> [Text for analysis]
So she went back to work. She took a beta blocker in the morning and it seemed to keep her rate down. We had decided that she probably shouldn’t drive until we had this thing managed so I drove her there in the morning and picked her up in the afternoon. Around noon on her second day back I got a call from her. For the second time in a week it was not her on the other end.
I rushed back down to the ER. I was told that she was taking an exam at work and almost passed out sitting down. Luckily her attending was next door and came by to check on her. By the time I was allowed back to see her she was stabilized. Pumping her full of IV fluids seemed to help. It was a rainy day so the ER was flooded with accident victims and there were no beds in the hospital. The only bed they had was in the trauma bay. She was placed between two people who had been in a car accident. With each other. It made for an interesting human drama and helped to pass the time.
On your second visit to the ER for the same problem, you tend to be taken more seriously. An electrophysiologist came by and checked on her. This time the tests were getting a little more serious, checking for thyroid disorders and blood clots. He had her stand up and sit down to see how she reacted. She nearly passed out. All her tests and labs came back normal. You could tell by the look on his face that he was puzzled. He told her that he wanted to have her admitted onto the cardiac floor. There were, of course, no available beds. So we stayed in the ER overnight and on into the next afternoon.

Data records
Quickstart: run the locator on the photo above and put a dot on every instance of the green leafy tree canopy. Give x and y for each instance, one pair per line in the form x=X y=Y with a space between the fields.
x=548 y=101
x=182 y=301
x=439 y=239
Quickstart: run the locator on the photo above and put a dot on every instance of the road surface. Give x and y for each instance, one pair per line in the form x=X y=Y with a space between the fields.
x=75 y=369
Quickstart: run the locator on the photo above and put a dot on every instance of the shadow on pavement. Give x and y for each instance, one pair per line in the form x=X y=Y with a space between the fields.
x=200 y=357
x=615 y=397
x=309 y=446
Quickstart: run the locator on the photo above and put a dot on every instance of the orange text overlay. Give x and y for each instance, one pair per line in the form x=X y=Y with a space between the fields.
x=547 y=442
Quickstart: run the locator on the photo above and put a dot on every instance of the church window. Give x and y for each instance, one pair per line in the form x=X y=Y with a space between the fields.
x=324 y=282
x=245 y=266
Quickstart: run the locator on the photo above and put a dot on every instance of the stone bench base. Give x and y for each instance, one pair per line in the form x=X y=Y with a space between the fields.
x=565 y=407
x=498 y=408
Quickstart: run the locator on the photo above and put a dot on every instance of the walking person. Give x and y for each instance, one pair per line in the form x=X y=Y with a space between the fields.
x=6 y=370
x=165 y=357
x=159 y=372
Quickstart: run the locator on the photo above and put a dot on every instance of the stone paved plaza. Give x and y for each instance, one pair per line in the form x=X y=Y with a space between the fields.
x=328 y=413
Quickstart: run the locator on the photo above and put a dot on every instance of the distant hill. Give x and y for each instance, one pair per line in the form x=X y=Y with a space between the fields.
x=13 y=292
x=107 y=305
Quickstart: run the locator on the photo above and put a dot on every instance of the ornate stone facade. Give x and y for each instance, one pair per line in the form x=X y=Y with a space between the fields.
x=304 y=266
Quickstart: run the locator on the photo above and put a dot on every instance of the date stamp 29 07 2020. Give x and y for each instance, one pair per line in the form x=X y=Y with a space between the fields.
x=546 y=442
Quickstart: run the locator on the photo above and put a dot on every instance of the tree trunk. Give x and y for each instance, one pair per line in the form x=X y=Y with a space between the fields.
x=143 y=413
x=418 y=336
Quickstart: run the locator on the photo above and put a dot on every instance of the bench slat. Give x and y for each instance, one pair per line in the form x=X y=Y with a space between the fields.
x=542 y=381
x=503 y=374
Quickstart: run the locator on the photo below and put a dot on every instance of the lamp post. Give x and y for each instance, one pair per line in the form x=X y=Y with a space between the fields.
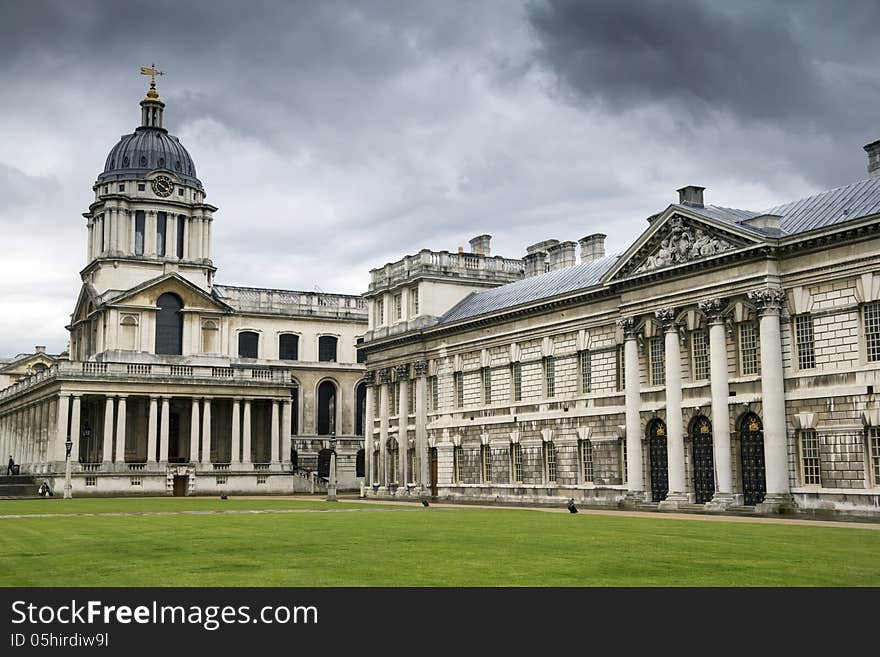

> [What to work on]
**1.** In the account of her trips to the ER, what did the electrophysiologist have her do to see how she reacted?
**2.** Using the account of her trips to the ER, explain why she was put in the trauma bay on the second visit.
**3.** Please carry on the account of her trips to the ER from where it stops.

> [Responses by task]
**1.** He had her stand up and sit down.

**2.** It was a rainy day, so the ER was flooded with accident victims, and there were no beds in the hospital. The trauma bay held the only bed they had.

**3.**
Fact. the environmental services team buffs the floor in the MVC ER at 4 in the morning, every morning.
Fact. If you have a vagina you will have your blood taken at 5 in the morning, every morning to make sure you did not become pregnant at some point during the night.
We received some worrying news early the next morning. She was listed as NPO, a designation given to someone who is about to have surgery so that they will not be given anything to eat or drink. When we asked about it the resident told us that she was scheduled for a heart ablation, a procedure where they insert a catheter into your heart and use radiation to kill part of it, forcing your heart to beat permanently slower.
She was eventually admitted. We fought to hold off on the ablation and the doctors agreed that that was a step too far at this point. She spent a total of 6 days on the cardiac floor for monitoring purposes. No one had any clue what was wrong with her. They were starting to see some of the symptoms though. She was retaining fluid like someone suffering from dehydration, although her labs were coming back that she was hydrated. There was no evidence of any virus having effected her recently. Without a beta blocker, her heart rate would jump to 140 upon standing and return to normal when she laid back down. Her blood pressure was dangerously low upon standing. She had no appetite.
Quite a few specialists came by to see her. Cardiology, electrophysiology, endocrine, etcetera. As expected they all ran the tests that they knew how to run. Have you ever heard the saying, “when all you have is a hammer everything looks like a nail”? I’ve come to realize that many specialists tend to fall victim to that. Heavily. If you see a cardiologist, for example, they’ll examine your heart in detail without looking at anything else. They all assume that the last guy did a good job checking the other stuff. Needless to say, none of them were of any help.
Speaking of sayings, doctors have one as well. “When you hear hoofbeats, think horses, not zebras”.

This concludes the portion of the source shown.